■ **Task list**:
a) Would you set down the stretch of the Chinese soccer history piece from "No matter how" through "its national team.", word for word?
b) Can you resume the Chinese soccer history piece, carrying on right after its last sentence?

■ **Given text**:
No matter how many droopy-shorted youths pad around shopping malls in day-glo basketball sneakers, soccer is the People's game, for now and for the foreseeable future. No other sport is so closely identified with national pride, hence no other issue so deeply rankles the patriotic Chinese heart as keenly as the chronic incompetence of its national team.
Here's a brief timetable of international Chinese soccer history, intended not to rub salt in the wounds of football fans, but to apprise a China expat of why (s)he should treat the subject as delicately as other sensitive political matters.
Han Dynasty [206 BC - 220 AD]
The Chinese invent cuju, a game played on the emperor's birthday with a hair-stuffed leather ball and goals thirty by twenty feet. Other ancient civilizations have similar games, but since this one doesn't involve severed heads or tossing the losers into volcanoes, FIFA deems it best to hail cuju as "the birth of football".
Song Dynasty [960 - 1279]
Zhou Wenjiu's Court Life depicts concubines playing jiujiu, another Chinese variant of the beautiful game. It is popular enough that one exceptional player parlays his fame to become prime minister, cementing soccer's reputation as a game played best by those of questionable virtue.

■ **Data**:
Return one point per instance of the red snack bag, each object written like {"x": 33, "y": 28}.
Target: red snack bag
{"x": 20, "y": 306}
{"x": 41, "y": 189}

■ **Task results**:
a)
No matter how many droopy-shorted youths pad around shopping malls in day-glo basketball sneakers, soccer is the People's game, for now and for the foreseeable future. No other sport is so closely identified with national pride, hence no other issue so deeply rankles the patriotic Chinese heart as keenly as the chronic incompetence of its national team.

b)
August 1923
Nanhua football club ventures to Australia to play powerhouse New South Wales. Undaunted, eighteen-year-old Li Huitang scores a hat trick, to end the game in a tie and win the title "China's King of Football". The King is appointed coach of the Chinese National Team in 1948, but gets royally dumped by the Mainland after departing to Taipei.
1925 - 1934
Chinese football's golden years - the national team wins the Far Eastern Games four times in these ten years. To this day, die hard fans recommend a country thrown into chaos and ruled by warlords as the ideal conditions in which to nurture a championship team.
December 1981
China's women's volleyball team defeats Japan for the world championship. The event is celebrated as an athletic revival. The case is made to Deng Xiaoping to honor the day of victory as "The Day of China's National Game". "National game?" sniffs Deng. "China's national game is football." A crucial branding error in retrospect, considering how puffed with pride China could now justifiably be, had Deng sanctioned women's volleyball as the national pastime.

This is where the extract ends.